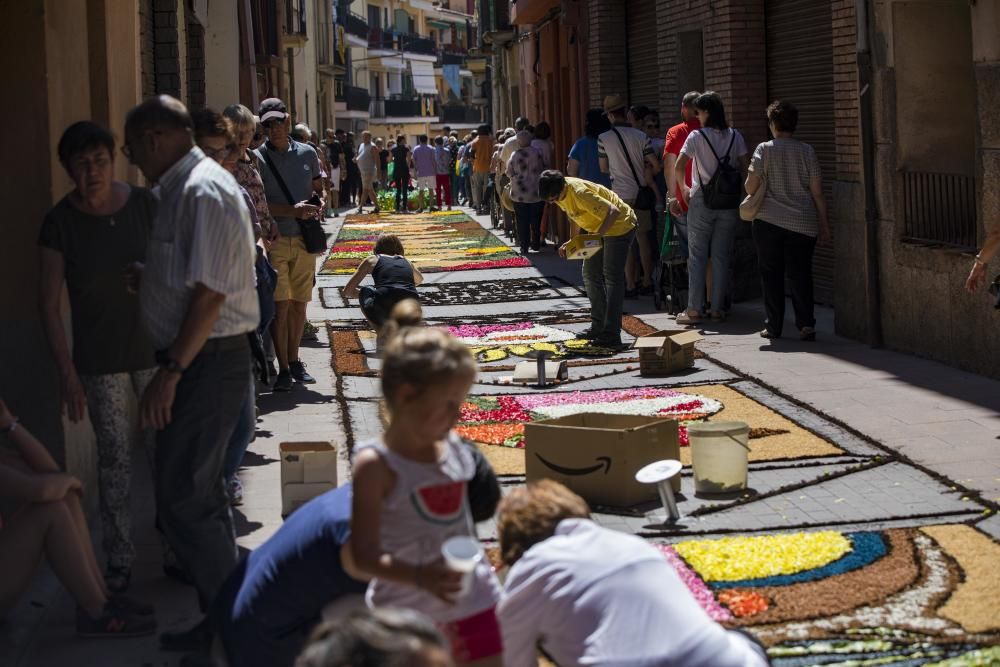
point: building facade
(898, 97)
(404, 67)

---

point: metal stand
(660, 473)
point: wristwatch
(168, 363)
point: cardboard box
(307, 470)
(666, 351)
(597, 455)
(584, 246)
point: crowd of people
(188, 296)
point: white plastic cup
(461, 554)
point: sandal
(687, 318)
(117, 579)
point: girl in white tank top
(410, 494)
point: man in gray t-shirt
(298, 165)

### Task objective
Pick out every line in the entries that contains the word "white", treating uppercase and lowercase as different, and copy each of those lines.

### The solution
point: white plastic cup
point: girl in white tank top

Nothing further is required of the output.